• _THINGS TO DO_
**A.** Answer these questions about the generic blocks source page:
(i) What package name and version does it show?
(ii) How many lines does the file content have?
(iii) What value does the BlockEntry constructor give to self.hungry?
**B.** In the generic blocks source page, give the name of every compiled regular expression that is assigned at module level.
**C.** From the generic blocks source page, quote everything from "File: init.py" down to "download | duplicates (2)".

• _TEXT EXCERPT_
= = = =
File: __init__.py | Debian Sources

File: init.py

package info (click to toggle)
pymdown-extensions 10.13-3
links: PTS, VCS
area: main
in suites: forky, sid
size: 7,104 kB
sloc: python: 60,117; javascript: 846; sh: 8; makefile: 5
file content (514 lines) | stat: -rw-r--r-- 16,540 bytes
parent folder | download | duplicates (2)
"""Generic blocks extension."""
from markdown import Extension
from markdown.blockprocessors import BlockProcessor
from markdown.treeprocessors import Treeprocessor
from markdown import util as mutil
from .. import util
import xml.etree.ElementTree as etree
import re
import yaml
import textwrap

# Fenced block placeholder for SuperFences
FENCED_BLOCK_RE = re.compile(
    r'^([\> ]*){}({}){}$'.format(
        mutil.HTML_PLACEHOLDER[0],
        mutil.HTML_PLACEHOLDER[1:-1] % r'([0-9]+)',
        mutil.HTML_PLACEHOLDER[-1]
    )
)

# Block start/end
RE_START = re.compile(
    r'(?:^|\n)[ ]{0,3}(/{3,})[ ]*([\w-]+)[ ]*(?:\|[ ]*(.*?)[ ]*)?(?:\n|$)'
)

RE_END = re.compile(
    r'(?m)(?:^|\n)[ ]{0,3}(/{3,})[ ]*(?:\n|$)'
)

# Frontmatter patterns
RE_YAML_START = re.compile(r'(?m)^[ ]{0,3}(-{3})[ ]*(?:\n|$)')

RE_YAML_END = re.compile(
    r'(?m)^[ ]{0,3}(-{3})[ ]*(?:\n|$)'
)

RE_INDENT_YAML_LINE = re.compile(r'(?m)^(?:[ ]{4,}(?!\s).*?(?:\n|$))+')


class BlockEntry:
    """Track Block entries."""

    def __init__(self, block, el, parent):
        """Block entry."""

        self.block = block
        self.el = el
        self.parent = parent
        self.hungry = False


def get_frontmatter(string):
    """
    Get frontmatter from string.

    YAML-ish key value pairs.
    """

    frontmatter = None

    try:
        frontmatter = yaml.safe_load(string)
        if frontmatter is None:
            frontmatter = {}
        if not isinstance(frontmatter, dict):
            frontmatter = None
    except Exception:
        pass

    return frontmatter


def reindent(text, pos, level):
    """Reindent the code to where it is supposed to be."""

    indented = []
    for line in text.split('\n'):
        index = pos - level
        indented.append(line[index:])
= = = =
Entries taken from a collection

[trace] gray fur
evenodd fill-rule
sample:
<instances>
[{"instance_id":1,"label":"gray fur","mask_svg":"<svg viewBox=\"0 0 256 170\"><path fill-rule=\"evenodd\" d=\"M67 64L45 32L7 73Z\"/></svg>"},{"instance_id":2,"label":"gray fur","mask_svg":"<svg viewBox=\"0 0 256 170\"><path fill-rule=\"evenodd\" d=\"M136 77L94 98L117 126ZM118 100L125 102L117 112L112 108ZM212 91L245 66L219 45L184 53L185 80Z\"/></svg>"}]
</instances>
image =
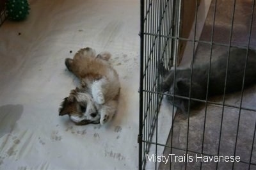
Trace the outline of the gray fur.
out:
<instances>
[{"instance_id":1,"label":"gray fur","mask_svg":"<svg viewBox=\"0 0 256 170\"><path fill-rule=\"evenodd\" d=\"M209 96L223 95L228 53L220 56L217 60L211 62L211 73L209 84ZM242 89L243 79L246 57L246 50L241 49L232 49L230 52L228 69L227 72L226 93ZM201 65L195 65L193 69L191 97L200 100L205 100L207 77L209 63ZM256 82L256 52L255 50L248 50L248 62L245 72L244 87ZM191 68L176 68L175 81L174 81L174 68L169 72L164 70L163 66L159 68L168 72L164 75L162 84L163 92L188 97L191 82ZM163 71L163 70L162 70ZM174 83L175 82L175 83ZM188 109L188 100L175 97L174 102L172 96L168 95L167 99L173 105L180 109L183 112ZM191 107L198 102L191 100Z\"/></svg>"}]
</instances>

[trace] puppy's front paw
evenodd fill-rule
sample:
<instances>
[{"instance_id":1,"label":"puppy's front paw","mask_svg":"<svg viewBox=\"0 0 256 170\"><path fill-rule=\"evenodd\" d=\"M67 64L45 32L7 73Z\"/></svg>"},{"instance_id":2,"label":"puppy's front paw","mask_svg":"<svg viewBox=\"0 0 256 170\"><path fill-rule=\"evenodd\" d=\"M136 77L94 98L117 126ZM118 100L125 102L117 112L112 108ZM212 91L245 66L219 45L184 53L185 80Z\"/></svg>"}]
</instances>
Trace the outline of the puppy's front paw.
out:
<instances>
[{"instance_id":1,"label":"puppy's front paw","mask_svg":"<svg viewBox=\"0 0 256 170\"><path fill-rule=\"evenodd\" d=\"M100 118L100 124L104 125L108 121L109 119L109 116L108 114L104 114L102 117Z\"/></svg>"},{"instance_id":2,"label":"puppy's front paw","mask_svg":"<svg viewBox=\"0 0 256 170\"><path fill-rule=\"evenodd\" d=\"M97 103L99 104L104 104L105 103L105 99L104 98L104 95L102 93L99 93L96 97Z\"/></svg>"}]
</instances>

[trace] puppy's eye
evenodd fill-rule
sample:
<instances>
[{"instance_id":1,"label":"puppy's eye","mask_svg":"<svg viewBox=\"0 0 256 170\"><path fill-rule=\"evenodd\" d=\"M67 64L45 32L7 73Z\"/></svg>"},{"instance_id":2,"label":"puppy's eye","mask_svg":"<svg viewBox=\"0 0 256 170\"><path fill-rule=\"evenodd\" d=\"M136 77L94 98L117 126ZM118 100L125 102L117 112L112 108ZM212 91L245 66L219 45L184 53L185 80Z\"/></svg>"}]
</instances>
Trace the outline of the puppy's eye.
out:
<instances>
[{"instance_id":1,"label":"puppy's eye","mask_svg":"<svg viewBox=\"0 0 256 170\"><path fill-rule=\"evenodd\" d=\"M86 111L86 108L85 108L85 107L81 105L81 106L80 106L80 107L81 107L81 112L84 112Z\"/></svg>"}]
</instances>

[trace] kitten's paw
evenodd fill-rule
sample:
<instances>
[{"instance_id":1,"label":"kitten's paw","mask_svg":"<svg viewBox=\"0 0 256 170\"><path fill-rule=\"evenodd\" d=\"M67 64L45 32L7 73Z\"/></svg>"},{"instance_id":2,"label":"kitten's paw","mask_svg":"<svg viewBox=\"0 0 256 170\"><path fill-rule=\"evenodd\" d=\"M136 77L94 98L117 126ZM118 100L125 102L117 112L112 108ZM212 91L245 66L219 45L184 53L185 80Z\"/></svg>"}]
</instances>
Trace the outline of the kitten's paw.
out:
<instances>
[{"instance_id":1,"label":"kitten's paw","mask_svg":"<svg viewBox=\"0 0 256 170\"><path fill-rule=\"evenodd\" d=\"M105 99L102 93L99 93L96 97L96 102L99 104L104 104L105 103Z\"/></svg>"},{"instance_id":2,"label":"kitten's paw","mask_svg":"<svg viewBox=\"0 0 256 170\"><path fill-rule=\"evenodd\" d=\"M109 116L108 114L104 114L104 116L100 118L100 124L101 125L105 124L109 120Z\"/></svg>"}]
</instances>

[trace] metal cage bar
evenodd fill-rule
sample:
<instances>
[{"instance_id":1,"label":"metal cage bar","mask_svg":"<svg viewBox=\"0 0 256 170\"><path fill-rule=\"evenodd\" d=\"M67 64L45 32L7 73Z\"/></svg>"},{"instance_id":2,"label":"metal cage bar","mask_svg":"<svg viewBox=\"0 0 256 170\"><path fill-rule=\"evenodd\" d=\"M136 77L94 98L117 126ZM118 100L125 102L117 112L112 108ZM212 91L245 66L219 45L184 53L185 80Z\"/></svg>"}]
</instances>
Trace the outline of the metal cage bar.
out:
<instances>
[{"instance_id":1,"label":"metal cage bar","mask_svg":"<svg viewBox=\"0 0 256 170\"><path fill-rule=\"evenodd\" d=\"M236 156L237 154L237 148L239 148L239 134L241 134L241 118L242 111L252 111L256 112L256 109L248 107L242 105L244 96L244 83L245 77L245 70L246 68L246 63L248 57L248 50L251 47L251 38L253 33L252 27L253 25L253 17L254 10L255 8L255 0L252 0L252 8L250 18L250 22L248 24L248 38L247 43L233 43L233 29L235 27L235 16L237 10L237 3L238 0L232 0L232 13L230 15L230 27L229 30L228 40L226 43L216 41L215 35L216 33L216 22L217 19L217 6L218 3L221 0L212 0L212 15L209 15L211 19L208 20L211 24L211 31L209 33L209 40L204 40L204 38L198 38L196 36L196 27L197 27L197 17L198 15L198 10L200 5L200 1L195 1L195 20L193 27L193 36L192 38L188 38L183 36L180 33L180 22L184 18L181 17L182 8L184 4L186 3L184 0L141 0L141 23L140 23L140 128L139 135L138 137L138 142L139 143L139 169L147 169L147 155L153 150L152 153L157 155L158 150L164 147L164 150L168 150L168 153L172 154L173 153L179 152L184 154L202 154L206 156L219 156L222 151L222 144L223 140L224 117L226 115L225 110L227 108L232 108L239 111L238 117L237 121L234 124L236 126L234 130L234 146L232 152L232 155ZM179 94L166 94L161 92L161 86L163 81L163 77L161 75L163 75L164 70L159 69L159 63L162 63L164 67L170 70L172 66L174 70L174 81L176 79L176 72L178 66L178 56L179 55L179 50L180 42L186 42L187 45L188 43L193 45L193 54L192 63L191 63L191 72L190 74L190 85L189 85L189 94L188 97L180 96ZM207 92L205 100L202 100L193 98L191 96L191 84L193 81L193 66L194 59L196 58L196 47L195 44L200 44L202 45L209 45L209 68L207 69ZM210 81L210 75L212 70L211 70L212 59L214 56L214 48L215 47L222 47L227 48L228 53L227 56L227 65L226 67L226 75L225 79L225 88L223 95L222 102L218 102L210 100L208 89L209 88L209 84ZM243 80L243 86L241 91L240 95L240 104L239 105L230 104L226 101L226 87L227 80L228 78L228 61L230 55L230 50L232 48L240 48L246 50L246 54L245 58L245 66L243 70L244 77ZM174 86L175 84L174 84ZM175 93L175 91L174 91ZM184 141L182 141L182 144L177 144L173 139L175 139L177 132L175 130L175 119L176 116L174 114L172 114L172 128L170 130L168 139L170 142L166 143L161 143L159 139L162 137L161 134L159 132L159 113L161 107L162 100L164 96L171 96L172 97L173 102L175 98L183 98L188 101L189 110L188 118L186 122L185 132L186 137ZM199 147L198 150L195 150L190 146L191 134L195 133L191 130L192 121L191 122L190 118L190 103L191 102L196 101L201 102L205 107L203 111L203 119L202 130L198 132L200 134L200 138L198 139ZM220 107L221 111L220 112L220 124L218 125L218 133L216 141L217 144L216 152L209 152L205 147L205 144L209 144L206 141L207 135L207 128L210 123L207 121L207 118L211 114L209 112L208 107ZM172 112L174 112L175 107L172 107ZM250 144L250 153L248 153L248 159L241 160L241 162L246 165L248 169L252 167L256 167L256 160L255 157L255 137L256 132L256 123L253 124L253 134L251 134L253 136L252 141L252 145ZM169 140L169 139L168 139ZM153 148L153 149L152 149ZM190 169L191 164L188 162L182 164L183 167L185 169ZM157 169L159 164L156 161L154 164L154 169ZM192 165L195 166L195 165ZM221 166L221 164L218 162L212 165L211 168L218 169ZM232 169L237 168L235 163L232 164ZM205 164L202 162L199 162L196 166L198 169L207 169ZM246 168L247 168L246 167ZM170 162L168 166L170 169L175 168L175 162ZM209 167L208 167L209 168ZM244 166L245 168L245 166Z\"/></svg>"}]
</instances>

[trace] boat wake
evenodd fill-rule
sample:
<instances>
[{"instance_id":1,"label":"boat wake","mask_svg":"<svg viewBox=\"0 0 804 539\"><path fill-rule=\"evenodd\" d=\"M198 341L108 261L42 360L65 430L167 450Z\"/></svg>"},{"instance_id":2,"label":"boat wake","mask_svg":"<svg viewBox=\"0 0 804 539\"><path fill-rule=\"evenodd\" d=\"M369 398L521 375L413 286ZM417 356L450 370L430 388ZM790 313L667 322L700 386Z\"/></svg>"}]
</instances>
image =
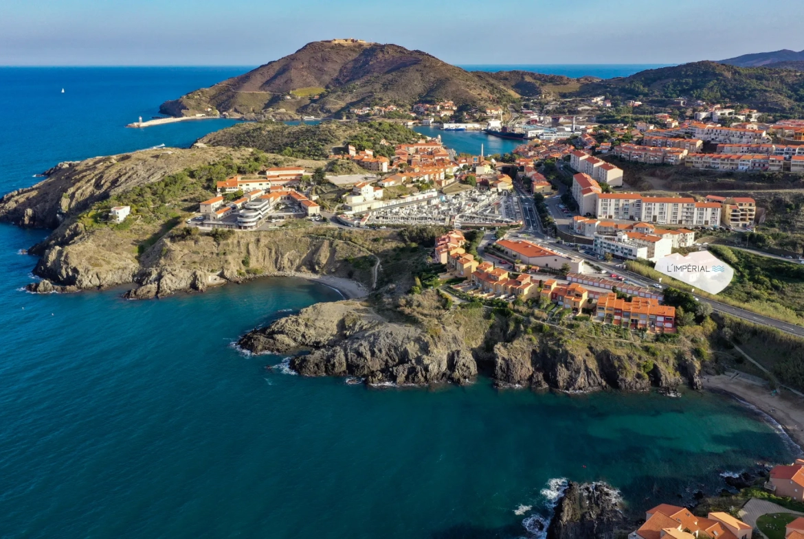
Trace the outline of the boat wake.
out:
<instances>
[{"instance_id":1,"label":"boat wake","mask_svg":"<svg viewBox=\"0 0 804 539\"><path fill-rule=\"evenodd\" d=\"M285 357L279 363L276 365L272 365L265 367L270 370L279 373L280 374L290 374L291 376L298 376L298 373L290 368L290 358Z\"/></svg>"},{"instance_id":2,"label":"boat wake","mask_svg":"<svg viewBox=\"0 0 804 539\"><path fill-rule=\"evenodd\" d=\"M790 449L790 451L793 452L797 457L804 455L804 450L802 450L802 447L798 443L796 443L795 440L794 440L793 438L789 434L787 434L787 431L785 430L785 427L782 427L778 421L774 419L768 414L765 414L764 411L762 411L754 405L751 404L750 402L745 401L742 398L740 398L740 397L737 397L734 394L729 393L728 394L731 395L734 398L734 400L737 401L744 406L749 408L752 411L759 414L759 416L762 418L762 419L766 423L770 425L771 428L776 431L777 433L778 433L778 435L781 436L781 439L782 441L784 441L785 445L787 446L788 449Z\"/></svg>"}]
</instances>

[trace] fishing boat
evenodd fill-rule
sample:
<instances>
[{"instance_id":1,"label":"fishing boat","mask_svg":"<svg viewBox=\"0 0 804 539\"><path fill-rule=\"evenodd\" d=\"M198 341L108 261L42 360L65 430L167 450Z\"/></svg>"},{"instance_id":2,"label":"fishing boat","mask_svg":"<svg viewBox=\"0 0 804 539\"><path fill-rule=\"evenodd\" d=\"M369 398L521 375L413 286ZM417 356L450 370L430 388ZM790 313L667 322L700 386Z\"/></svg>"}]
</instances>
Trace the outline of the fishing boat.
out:
<instances>
[{"instance_id":1,"label":"fishing boat","mask_svg":"<svg viewBox=\"0 0 804 539\"><path fill-rule=\"evenodd\" d=\"M513 138L513 139L523 139L525 138L525 133L519 133L518 131L511 131L507 127L503 127L501 129L486 129L486 133L487 135L493 135L494 137L499 137L500 138Z\"/></svg>"}]
</instances>

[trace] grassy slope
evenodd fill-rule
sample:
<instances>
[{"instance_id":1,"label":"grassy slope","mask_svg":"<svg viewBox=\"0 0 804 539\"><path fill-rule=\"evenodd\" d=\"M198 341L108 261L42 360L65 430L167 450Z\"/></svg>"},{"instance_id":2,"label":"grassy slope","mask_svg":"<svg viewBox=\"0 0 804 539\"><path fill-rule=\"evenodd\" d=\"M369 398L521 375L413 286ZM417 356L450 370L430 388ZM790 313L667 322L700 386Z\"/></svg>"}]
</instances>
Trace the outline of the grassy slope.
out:
<instances>
[{"instance_id":1,"label":"grassy slope","mask_svg":"<svg viewBox=\"0 0 804 539\"><path fill-rule=\"evenodd\" d=\"M354 144L358 149L392 153L393 145L421 136L399 124L324 122L318 125L285 125L272 121L240 124L201 139L214 146L249 147L288 157L326 158L334 149ZM385 139L389 145L379 144Z\"/></svg>"},{"instance_id":2,"label":"grassy slope","mask_svg":"<svg viewBox=\"0 0 804 539\"><path fill-rule=\"evenodd\" d=\"M769 272L773 271L772 268L776 265L765 262L772 259L723 246L711 246L711 248L716 256L734 267L735 277L732 284L720 294L708 294L697 289L696 294L765 316L804 325L802 316L804 314L804 302L802 300L804 279L796 276L799 271L804 272L804 267L774 261L785 264L781 267L785 272L783 276L774 277ZM731 262L732 255L737 257L736 263ZM654 280L661 278L662 283L679 290L692 290L689 284L659 273L649 266L634 261L628 261L626 264L634 273Z\"/></svg>"},{"instance_id":3,"label":"grassy slope","mask_svg":"<svg viewBox=\"0 0 804 539\"><path fill-rule=\"evenodd\" d=\"M795 114L804 112L804 73L695 62L592 83L579 93L642 101L681 96L715 102L730 100L763 110Z\"/></svg>"},{"instance_id":4,"label":"grassy slope","mask_svg":"<svg viewBox=\"0 0 804 539\"><path fill-rule=\"evenodd\" d=\"M768 539L785 539L785 527L798 517L790 512L762 515L757 519L757 527Z\"/></svg>"}]
</instances>

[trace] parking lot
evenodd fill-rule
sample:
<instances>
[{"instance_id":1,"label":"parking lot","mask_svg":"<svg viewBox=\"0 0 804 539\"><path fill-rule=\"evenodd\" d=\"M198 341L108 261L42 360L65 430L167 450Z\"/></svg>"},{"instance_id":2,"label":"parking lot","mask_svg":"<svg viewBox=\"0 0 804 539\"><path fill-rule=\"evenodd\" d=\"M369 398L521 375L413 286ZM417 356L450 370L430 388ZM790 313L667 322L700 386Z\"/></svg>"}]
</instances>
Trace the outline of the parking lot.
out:
<instances>
[{"instance_id":1,"label":"parking lot","mask_svg":"<svg viewBox=\"0 0 804 539\"><path fill-rule=\"evenodd\" d=\"M376 210L369 215L368 223L445 224L470 223L504 226L519 220L519 205L506 194L472 190L420 204Z\"/></svg>"}]
</instances>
= = = =
• _OUTPUTS BY TASK_
**A.**
(i) pymdown-extensions 10.13-3
(ii) 514 lines
(iii) False

**B.** FENCED_BLOCK_RE, RE_START, RE_END, RE_YAML_START, RE_YAML_END, RE_INDENT_YAML_LINE

**C.**
File: init.py

package info (click to toggle)
pymdown-extensions 10.13-3
links: PTS, VCS
area: main
in suites: forky, sid
size: 7,104 kB
sloc: python: 60,117; javascript: 846; sh: 8; makefile: 5
file content (514 lines) | stat: -rw-r--r-- 16,540 bytes
parent folder | download | duplicates (2)